What you will do
Where the word "label" occurs in a line of the listing below, copy that line.

==============================

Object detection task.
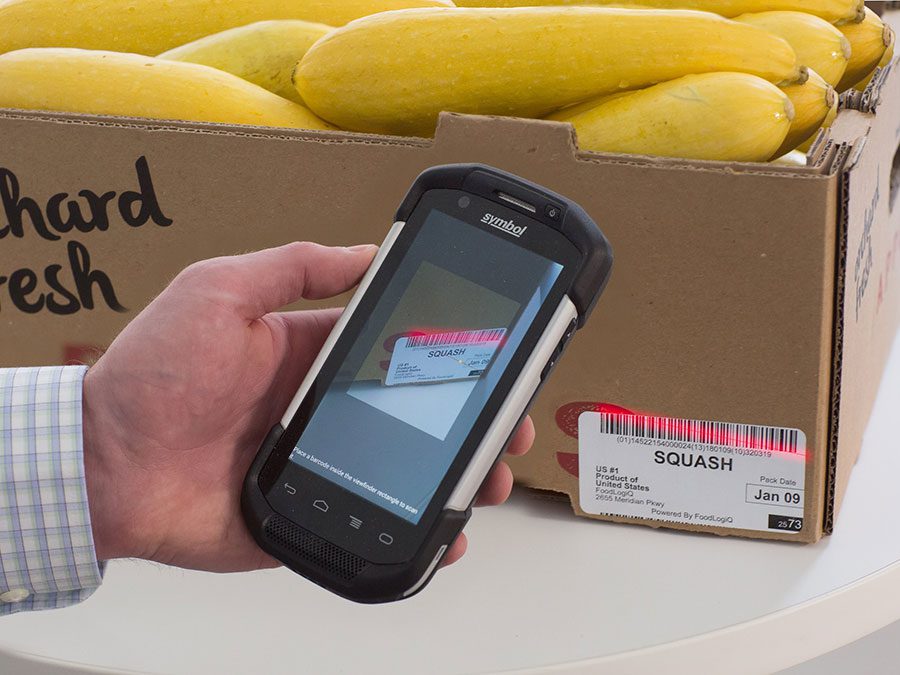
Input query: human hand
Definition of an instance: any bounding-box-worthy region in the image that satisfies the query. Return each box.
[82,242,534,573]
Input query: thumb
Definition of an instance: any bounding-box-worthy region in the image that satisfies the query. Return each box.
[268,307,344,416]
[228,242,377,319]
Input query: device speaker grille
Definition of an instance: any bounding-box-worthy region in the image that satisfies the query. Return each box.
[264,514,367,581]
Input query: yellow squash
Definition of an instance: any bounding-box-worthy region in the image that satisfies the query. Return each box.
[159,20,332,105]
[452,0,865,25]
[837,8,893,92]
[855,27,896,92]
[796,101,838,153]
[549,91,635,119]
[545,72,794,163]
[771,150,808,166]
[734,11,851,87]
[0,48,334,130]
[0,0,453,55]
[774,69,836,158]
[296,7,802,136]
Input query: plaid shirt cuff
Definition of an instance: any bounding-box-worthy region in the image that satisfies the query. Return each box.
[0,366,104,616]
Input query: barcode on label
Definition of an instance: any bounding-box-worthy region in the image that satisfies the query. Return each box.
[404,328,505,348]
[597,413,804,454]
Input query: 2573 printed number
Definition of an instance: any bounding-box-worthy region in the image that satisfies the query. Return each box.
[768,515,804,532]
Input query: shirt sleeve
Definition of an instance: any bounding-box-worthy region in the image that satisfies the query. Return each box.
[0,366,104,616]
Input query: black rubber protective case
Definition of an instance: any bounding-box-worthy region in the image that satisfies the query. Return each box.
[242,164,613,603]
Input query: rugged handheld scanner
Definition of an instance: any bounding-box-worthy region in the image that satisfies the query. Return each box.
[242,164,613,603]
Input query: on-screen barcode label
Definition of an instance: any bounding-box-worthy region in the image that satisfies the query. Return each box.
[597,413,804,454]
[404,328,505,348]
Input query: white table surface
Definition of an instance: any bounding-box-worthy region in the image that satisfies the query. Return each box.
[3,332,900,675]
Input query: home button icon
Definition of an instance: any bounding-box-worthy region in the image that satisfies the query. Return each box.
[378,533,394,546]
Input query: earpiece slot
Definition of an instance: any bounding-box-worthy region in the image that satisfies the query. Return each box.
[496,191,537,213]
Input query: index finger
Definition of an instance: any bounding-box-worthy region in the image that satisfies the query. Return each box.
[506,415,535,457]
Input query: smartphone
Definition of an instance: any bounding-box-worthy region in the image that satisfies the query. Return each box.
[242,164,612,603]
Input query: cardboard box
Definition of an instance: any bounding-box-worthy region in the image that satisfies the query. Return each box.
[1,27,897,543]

==============================

Solution for this problem
Input query: barcode on label
Input query: on-screen barcode label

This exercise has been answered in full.